= Exercise directions =
Return each line from the items below that includes the string "negative".

Segment Start: Exercise inputs

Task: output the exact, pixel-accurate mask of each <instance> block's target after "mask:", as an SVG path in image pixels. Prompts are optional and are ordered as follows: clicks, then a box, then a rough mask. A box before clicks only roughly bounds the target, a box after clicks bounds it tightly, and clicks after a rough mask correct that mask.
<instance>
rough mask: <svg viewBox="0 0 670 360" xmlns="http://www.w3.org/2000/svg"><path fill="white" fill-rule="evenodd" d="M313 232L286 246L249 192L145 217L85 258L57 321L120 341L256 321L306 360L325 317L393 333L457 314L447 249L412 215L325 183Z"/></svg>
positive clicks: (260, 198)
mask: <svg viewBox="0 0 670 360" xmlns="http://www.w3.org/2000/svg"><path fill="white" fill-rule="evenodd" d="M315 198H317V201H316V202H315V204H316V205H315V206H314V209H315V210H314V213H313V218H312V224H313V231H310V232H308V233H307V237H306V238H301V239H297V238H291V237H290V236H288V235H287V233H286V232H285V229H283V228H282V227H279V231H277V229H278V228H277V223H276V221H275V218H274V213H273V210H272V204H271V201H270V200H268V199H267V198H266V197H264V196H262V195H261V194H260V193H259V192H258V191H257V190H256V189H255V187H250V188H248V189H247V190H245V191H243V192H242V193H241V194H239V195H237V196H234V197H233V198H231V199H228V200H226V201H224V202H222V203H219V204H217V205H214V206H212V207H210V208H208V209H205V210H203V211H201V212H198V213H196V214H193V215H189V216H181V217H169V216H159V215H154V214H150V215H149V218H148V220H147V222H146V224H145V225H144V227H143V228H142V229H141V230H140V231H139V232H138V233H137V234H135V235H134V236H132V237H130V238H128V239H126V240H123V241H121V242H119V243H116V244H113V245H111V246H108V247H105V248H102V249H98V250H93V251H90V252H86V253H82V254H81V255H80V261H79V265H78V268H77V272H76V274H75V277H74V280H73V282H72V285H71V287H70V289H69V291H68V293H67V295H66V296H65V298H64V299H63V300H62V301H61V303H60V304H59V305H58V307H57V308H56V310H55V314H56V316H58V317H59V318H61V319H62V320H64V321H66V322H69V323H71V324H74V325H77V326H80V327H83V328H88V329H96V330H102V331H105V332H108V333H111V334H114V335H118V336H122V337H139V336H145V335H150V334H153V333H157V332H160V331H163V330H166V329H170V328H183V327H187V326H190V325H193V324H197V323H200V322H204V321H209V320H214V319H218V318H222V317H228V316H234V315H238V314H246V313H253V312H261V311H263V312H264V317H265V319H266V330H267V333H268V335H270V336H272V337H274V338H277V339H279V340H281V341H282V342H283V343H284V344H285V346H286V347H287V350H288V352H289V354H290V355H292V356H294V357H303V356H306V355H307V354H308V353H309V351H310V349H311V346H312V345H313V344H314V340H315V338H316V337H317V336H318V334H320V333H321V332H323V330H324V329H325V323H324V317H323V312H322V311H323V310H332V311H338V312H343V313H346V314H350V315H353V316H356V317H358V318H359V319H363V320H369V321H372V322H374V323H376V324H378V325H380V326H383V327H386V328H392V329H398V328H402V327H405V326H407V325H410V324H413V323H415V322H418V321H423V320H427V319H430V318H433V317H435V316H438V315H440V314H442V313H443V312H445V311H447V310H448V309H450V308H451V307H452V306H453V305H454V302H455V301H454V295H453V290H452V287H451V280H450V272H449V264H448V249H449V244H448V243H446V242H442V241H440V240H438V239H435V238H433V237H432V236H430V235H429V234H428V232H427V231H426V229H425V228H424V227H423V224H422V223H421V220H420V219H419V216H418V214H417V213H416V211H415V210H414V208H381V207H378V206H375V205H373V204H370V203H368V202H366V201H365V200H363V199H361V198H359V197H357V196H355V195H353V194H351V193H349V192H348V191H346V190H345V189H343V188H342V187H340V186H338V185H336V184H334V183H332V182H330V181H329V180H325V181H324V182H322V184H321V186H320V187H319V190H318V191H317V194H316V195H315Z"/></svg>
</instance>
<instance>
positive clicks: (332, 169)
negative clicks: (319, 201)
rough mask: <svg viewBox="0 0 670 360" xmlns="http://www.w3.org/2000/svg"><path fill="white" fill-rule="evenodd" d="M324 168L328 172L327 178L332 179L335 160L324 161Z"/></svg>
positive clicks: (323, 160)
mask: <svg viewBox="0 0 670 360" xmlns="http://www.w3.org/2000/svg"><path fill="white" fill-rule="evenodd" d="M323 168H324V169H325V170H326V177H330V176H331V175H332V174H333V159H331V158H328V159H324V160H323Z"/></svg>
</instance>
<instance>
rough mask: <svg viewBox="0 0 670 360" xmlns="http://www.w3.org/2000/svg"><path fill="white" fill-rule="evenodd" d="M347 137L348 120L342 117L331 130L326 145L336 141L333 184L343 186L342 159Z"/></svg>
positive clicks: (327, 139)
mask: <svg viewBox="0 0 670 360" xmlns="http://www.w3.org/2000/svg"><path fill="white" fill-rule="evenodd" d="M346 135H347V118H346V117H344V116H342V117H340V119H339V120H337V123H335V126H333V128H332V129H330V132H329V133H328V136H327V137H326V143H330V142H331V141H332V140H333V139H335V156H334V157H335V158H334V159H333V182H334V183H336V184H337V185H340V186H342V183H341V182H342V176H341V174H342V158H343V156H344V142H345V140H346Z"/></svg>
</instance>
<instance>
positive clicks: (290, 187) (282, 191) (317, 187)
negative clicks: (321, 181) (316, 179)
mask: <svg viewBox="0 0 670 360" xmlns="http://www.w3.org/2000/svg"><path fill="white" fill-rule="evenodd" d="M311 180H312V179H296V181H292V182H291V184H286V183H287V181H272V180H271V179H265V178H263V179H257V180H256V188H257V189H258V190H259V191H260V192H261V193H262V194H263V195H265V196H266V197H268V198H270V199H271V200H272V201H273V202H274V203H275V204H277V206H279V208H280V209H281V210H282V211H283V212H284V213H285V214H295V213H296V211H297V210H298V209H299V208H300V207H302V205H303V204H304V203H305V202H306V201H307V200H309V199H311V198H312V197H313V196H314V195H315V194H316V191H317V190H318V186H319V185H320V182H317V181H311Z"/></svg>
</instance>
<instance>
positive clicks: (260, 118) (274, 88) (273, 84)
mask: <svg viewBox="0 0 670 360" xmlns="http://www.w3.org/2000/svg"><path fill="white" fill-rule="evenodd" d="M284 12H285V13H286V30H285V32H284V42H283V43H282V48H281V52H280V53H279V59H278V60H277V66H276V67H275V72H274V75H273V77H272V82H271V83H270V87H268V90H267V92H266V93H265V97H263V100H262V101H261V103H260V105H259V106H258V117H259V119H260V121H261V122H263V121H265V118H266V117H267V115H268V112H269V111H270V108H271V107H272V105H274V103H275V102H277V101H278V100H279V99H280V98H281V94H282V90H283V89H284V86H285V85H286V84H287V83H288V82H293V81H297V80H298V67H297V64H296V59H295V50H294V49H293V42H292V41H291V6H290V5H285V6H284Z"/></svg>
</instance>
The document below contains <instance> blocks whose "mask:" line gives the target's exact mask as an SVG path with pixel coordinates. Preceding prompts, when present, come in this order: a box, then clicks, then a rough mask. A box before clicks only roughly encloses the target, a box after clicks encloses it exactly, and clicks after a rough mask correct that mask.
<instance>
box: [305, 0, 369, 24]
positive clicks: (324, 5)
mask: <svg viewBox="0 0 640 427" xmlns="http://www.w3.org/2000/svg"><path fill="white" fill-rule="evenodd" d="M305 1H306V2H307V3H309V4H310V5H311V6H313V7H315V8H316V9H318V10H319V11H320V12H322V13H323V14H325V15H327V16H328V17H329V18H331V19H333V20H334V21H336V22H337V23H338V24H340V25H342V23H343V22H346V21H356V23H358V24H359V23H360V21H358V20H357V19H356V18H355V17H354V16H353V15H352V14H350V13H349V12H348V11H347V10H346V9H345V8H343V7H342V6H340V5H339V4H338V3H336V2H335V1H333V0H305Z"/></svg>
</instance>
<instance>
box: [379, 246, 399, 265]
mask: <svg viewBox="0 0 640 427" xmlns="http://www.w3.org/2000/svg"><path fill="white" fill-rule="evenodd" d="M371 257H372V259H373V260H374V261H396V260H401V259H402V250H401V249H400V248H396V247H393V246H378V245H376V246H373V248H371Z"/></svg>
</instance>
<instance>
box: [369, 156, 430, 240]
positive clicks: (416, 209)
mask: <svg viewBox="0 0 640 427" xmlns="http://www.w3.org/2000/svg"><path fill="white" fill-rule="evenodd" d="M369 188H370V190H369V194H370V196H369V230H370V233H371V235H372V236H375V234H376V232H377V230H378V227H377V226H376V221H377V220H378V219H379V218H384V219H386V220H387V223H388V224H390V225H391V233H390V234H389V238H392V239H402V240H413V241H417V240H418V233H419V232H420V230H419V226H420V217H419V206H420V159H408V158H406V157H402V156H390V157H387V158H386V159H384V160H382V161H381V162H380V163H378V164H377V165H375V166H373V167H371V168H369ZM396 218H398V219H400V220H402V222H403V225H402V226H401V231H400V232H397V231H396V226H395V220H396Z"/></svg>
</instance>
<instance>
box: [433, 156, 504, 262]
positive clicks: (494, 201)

Segment End: Exercise inputs

= Response below =
negative clicks: (319, 201)
negative clicks: (321, 181) (316, 179)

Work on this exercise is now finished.